:: Required work ::
The media fast diary below names some activities that are banned during the fast, each introduced with the word "no." List all of them.

:: Document extract ::
--- --- ---
Media Fast: Day One
WNPR and Your Public Media contributor Heather Brandon has accepted our challenge to complete a media fast. She'll be abstaining from all media Monday, August 1 - Thursday, August 4 and will be interviewed, along with Tom Cooper, author of Fast Media, Media Fast: How to Clear Your Mind and Invigorate Your Life In an Age of Media Overload about her fast on the Thursday, August 4 edition of "Where We Live." No internet surfing, no television, no video games. This is her diary.
We had a great swim, and running into a friend at the pond made it a lot better. I checked my phone reflexively several times. Because of that, I ended up dealing with a little bit of email, and a couple of text messages from a friend who wondered if texting is allowed, because he needed to tell me something. We had to leave the pond because thunder came rolling in and it looked like rain. I used my weather app to check the radar and the weather alerts.
Now that we’re home and getting ready for Monday night jazz in the park, where I hope to do that thing called visiting with people, my kids are playing music loud in the house. I don’t know if music is allowed during my fast. They are subjecting me to it whether I want it or not.
Occasionally today I have wondered what is happening in the world, what I’m missing. I heard last night while traveling that a debt limit deal had been reached, but I didn’t have a chance to look up details. I had hoped my neighbor would bring over his newspaper, but he didn’t. (I distinctly recall him saying he’d delay delivery a little more than usual just to play with my mind.) So I don’t know any details of the deal, or the repercussions. I’m going to have to ask around, which is actually a pretty pleasant way to get news.
--- --- ---
:: Supplied material ::
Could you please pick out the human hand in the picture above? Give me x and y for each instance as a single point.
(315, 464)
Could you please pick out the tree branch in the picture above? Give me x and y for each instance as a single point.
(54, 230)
--- --- ---
:: Output for this task ::
- Internet surfing
- Television
- Video games